[Working data]
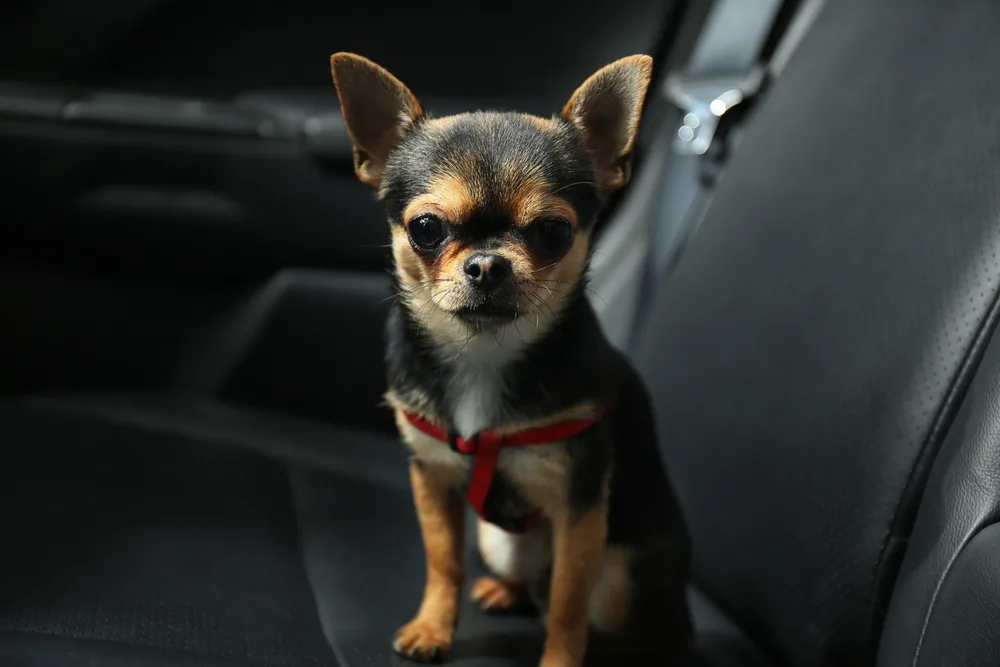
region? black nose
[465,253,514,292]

--

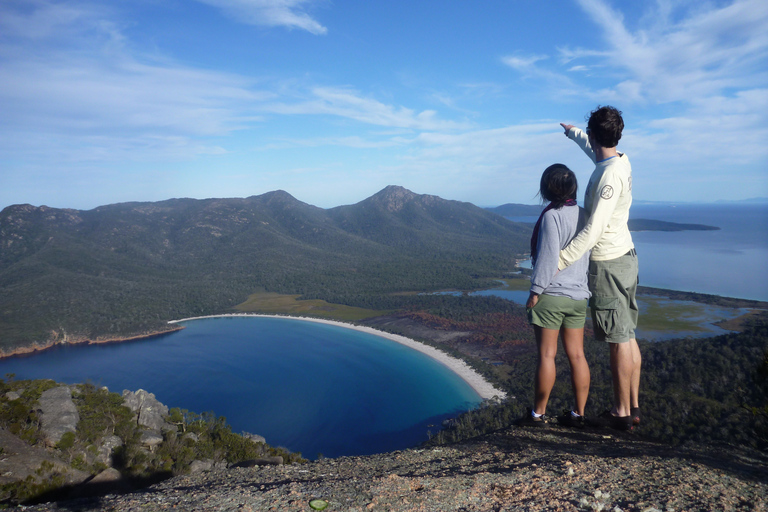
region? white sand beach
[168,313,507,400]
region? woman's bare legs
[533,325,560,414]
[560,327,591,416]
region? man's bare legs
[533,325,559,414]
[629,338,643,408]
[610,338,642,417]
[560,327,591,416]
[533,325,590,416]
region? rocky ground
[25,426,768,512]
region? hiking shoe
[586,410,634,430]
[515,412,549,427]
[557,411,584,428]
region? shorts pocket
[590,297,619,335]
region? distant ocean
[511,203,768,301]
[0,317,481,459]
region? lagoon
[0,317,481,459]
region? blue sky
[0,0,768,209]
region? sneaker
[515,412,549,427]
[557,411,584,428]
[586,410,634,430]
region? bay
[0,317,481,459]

[Required work]
Pick out every line in the material above that contains the word "bare".

[Response to this exercise]
region? woman's bare legs
region? man's bare legs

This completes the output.